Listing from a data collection
* * * * * * *
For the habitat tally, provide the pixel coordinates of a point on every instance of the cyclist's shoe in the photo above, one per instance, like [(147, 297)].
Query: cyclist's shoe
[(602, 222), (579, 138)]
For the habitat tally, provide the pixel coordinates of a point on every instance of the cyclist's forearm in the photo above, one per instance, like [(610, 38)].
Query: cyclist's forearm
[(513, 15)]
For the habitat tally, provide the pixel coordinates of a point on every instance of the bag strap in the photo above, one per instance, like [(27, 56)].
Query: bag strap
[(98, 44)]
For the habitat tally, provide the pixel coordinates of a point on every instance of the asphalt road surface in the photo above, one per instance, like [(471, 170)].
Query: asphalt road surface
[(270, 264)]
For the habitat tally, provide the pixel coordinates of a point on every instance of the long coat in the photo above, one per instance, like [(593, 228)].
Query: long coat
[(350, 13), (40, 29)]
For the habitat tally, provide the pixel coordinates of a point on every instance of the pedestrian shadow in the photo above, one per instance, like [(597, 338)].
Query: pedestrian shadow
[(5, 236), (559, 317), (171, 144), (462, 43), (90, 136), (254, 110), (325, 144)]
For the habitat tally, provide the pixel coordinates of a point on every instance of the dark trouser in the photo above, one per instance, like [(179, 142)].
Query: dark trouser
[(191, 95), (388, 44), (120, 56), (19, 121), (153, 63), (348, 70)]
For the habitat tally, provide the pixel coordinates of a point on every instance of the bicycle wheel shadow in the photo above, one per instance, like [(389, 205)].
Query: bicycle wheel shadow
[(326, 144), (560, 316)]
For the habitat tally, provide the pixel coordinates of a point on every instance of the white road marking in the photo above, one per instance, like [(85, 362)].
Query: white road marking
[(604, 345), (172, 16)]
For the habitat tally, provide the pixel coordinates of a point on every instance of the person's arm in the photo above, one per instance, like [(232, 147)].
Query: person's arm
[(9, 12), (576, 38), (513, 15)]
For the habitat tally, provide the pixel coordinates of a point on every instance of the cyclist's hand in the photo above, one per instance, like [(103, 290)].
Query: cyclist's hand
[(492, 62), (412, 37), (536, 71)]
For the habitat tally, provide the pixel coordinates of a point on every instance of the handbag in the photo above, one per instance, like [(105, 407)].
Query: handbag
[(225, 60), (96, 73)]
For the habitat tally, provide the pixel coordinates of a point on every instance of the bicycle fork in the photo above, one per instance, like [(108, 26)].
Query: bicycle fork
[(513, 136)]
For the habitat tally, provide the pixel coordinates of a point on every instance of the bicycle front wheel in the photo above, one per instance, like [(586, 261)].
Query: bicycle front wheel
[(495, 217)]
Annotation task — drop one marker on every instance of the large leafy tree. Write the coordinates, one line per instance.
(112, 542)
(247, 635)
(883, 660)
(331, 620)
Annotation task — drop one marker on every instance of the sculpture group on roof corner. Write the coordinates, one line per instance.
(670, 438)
* * * * * * *
What is expected: Return the lines of the listing from the one containing "like [(105, 407)]." through the one containing "[(225, 60), (96, 73)]", inclusive, with every character unchanged.

Task result:
For the habitat tally, provide the pixel coordinates of a point on every instance of the handbag in the photo above, one per instance, like [(105, 407)].
Query: handbag
[(225, 60), (96, 73)]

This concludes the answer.